◆ **THE INPUT**
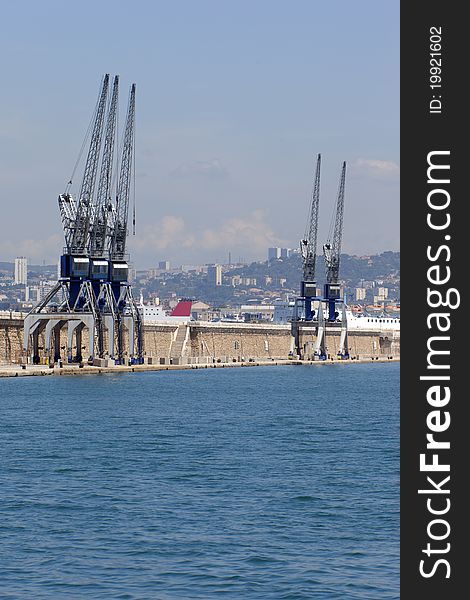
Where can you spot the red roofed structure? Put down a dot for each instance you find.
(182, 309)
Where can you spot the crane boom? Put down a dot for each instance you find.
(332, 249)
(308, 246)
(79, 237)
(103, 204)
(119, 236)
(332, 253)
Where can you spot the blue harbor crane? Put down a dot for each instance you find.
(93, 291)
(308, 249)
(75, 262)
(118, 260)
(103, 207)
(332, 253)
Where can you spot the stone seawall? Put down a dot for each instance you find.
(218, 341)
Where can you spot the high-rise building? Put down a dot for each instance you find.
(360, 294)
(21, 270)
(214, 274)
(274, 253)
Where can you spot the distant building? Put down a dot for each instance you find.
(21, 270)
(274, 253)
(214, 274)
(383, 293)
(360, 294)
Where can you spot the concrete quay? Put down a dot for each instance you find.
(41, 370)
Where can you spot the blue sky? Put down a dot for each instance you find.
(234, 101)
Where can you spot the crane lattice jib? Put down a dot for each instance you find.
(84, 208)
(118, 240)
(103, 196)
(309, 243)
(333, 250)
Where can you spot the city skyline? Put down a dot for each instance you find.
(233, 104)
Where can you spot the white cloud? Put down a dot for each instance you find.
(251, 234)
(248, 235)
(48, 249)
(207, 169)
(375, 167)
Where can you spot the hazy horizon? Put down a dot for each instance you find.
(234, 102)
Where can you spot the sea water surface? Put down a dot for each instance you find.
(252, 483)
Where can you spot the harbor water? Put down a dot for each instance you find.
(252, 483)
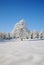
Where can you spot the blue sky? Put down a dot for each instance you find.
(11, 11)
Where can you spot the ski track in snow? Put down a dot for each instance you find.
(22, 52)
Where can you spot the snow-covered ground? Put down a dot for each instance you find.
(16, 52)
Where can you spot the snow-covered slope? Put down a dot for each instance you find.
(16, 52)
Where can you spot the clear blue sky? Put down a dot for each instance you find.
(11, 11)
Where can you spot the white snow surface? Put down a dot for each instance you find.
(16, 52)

◆ **AIM**
Omit the pictures, then output the rest of the listing exactly.

◆ **WRITTEN ANSWER**
Where can you spot the red roofed structure? Put down a dot for each instance you find.
(182, 309)
Where can you spot the crane boom? Put down a dot for each instance you find.
(332, 249)
(308, 246)
(79, 237)
(103, 204)
(119, 236)
(332, 253)
Where can you spot the blue harbor crane? Put down a dot for each instance you find.
(93, 291)
(308, 249)
(75, 262)
(118, 260)
(103, 207)
(332, 253)
Where can you spot the stone seawall? Put down a dot for each instance you find.
(218, 341)
Where can you spot the high-rise building? Put down a dot for each instance you find.
(360, 294)
(21, 270)
(214, 274)
(274, 253)
Where can you spot the distant building? Put down a dot for each instance you find.
(21, 270)
(274, 253)
(214, 274)
(383, 293)
(360, 294)
Where can you spot the concrete quay? Put down a dot for each instance you find.
(41, 370)
Where can you spot the blue sky? Put down a dot for each instance you find.
(234, 101)
Where can you spot the crane lattice jib? Put down a dot for each instance you find.
(84, 208)
(118, 240)
(103, 196)
(309, 243)
(333, 250)
Where can you spot the city skyline? Put down a dot for each instance you find.
(233, 104)
Where can you spot the white cloud? Put down a dot for each instance you find.
(251, 234)
(248, 235)
(48, 249)
(207, 169)
(375, 167)
Where can you spot the hazy horizon? Put down a dot for each instance you find.
(234, 102)
Where can you spot the sea water surface? Put down a dot for each instance you find.
(252, 483)
Where can you spot the harbor water? Put down a dot for each instance you find.
(252, 483)
Where can you spot the blue sky? Put down a dot for each instance you find.
(11, 11)
Where can you spot the ski track in snow? Put down a dot for each instance you find.
(22, 52)
Where can you spot the snow-covered ground? Put down a dot for each instance you find.
(16, 52)
Where can you spot the snow-covered slope? Put down a dot for each instance you find.
(16, 52)
Where can you spot the clear blue sky? Put down a dot for each instance you find.
(11, 11)
Where can you spot the white snow surface? Put down a dot for each instance you find.
(16, 52)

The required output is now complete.